[Данные для разметки координат]
:::::
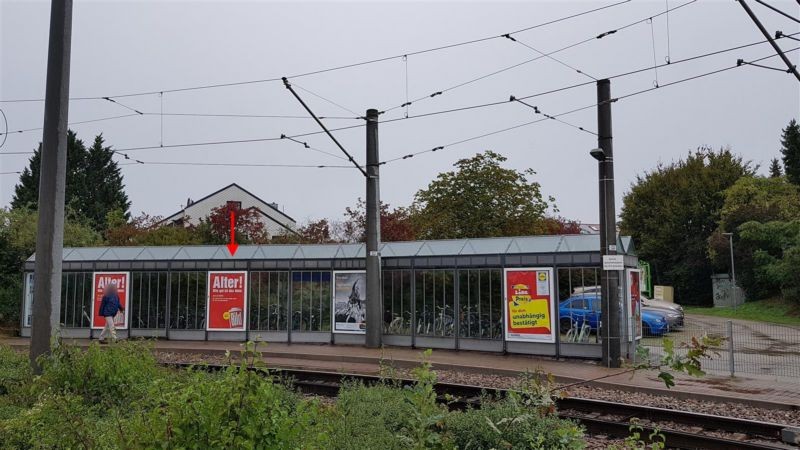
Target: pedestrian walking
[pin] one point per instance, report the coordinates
(109, 308)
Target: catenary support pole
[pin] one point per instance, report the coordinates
(733, 273)
(52, 184)
(792, 67)
(731, 361)
(374, 303)
(609, 280)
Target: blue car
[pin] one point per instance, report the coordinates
(581, 309)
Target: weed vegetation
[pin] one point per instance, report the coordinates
(119, 397)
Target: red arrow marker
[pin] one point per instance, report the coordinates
(233, 246)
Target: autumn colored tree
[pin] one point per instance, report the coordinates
(396, 223)
(560, 225)
(671, 212)
(481, 198)
(148, 230)
(250, 229)
(320, 231)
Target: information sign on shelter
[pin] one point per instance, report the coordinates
(613, 262)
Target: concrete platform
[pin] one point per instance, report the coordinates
(355, 359)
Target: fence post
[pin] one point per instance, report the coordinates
(731, 362)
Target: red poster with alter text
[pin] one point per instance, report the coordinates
(100, 281)
(227, 301)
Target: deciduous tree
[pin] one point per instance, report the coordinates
(755, 200)
(396, 223)
(671, 211)
(481, 198)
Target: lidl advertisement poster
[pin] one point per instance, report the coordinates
(529, 305)
(227, 301)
:::::
## [ЧТО НУЖНО СДЕЛАТЬ]
Измени в этих строках «concrete platform» на «paved platform» и выпиши их заново, не трогая ничего другого. Картинки в ответ не включай.

## [ПРАВИЛЬНЫЙ ОТВЕТ]
Target: pedestrian walking
[pin] one point per instance, report the coordinates
(109, 308)
Target: catenary support pole
[pin] one point per instance, report the coordinates
(733, 273)
(52, 184)
(792, 67)
(731, 361)
(374, 303)
(609, 280)
Target: blue car
[pin] one point per instance, report the coordinates
(581, 309)
Target: weed vegetation
[pin] one point per instance, report the coordinates
(119, 397)
Target: red arrow marker
[pin] one point per instance, report the coordinates
(233, 246)
Target: autumn colored tree
[pin] one point per instance, report the coordinates
(396, 223)
(560, 225)
(671, 212)
(481, 198)
(148, 230)
(250, 229)
(320, 231)
Target: information sign on shelter
[pin] one point per instance, report the coordinates
(613, 262)
Target: paved platform
[pin] one point per instance, report the coordinates
(355, 359)
Target: fence post
[pin] one point per instance, report the coordinates
(731, 362)
Target: red poster with alter text
[pin] one point per instance, report the coordinates
(100, 281)
(227, 301)
Target: deciduous tree
[pin] one point per instance, report the coordinates
(755, 200)
(396, 223)
(671, 211)
(481, 198)
Target: lidl advertisement poster
[pin] one point per instance, report the coordinates
(529, 305)
(227, 301)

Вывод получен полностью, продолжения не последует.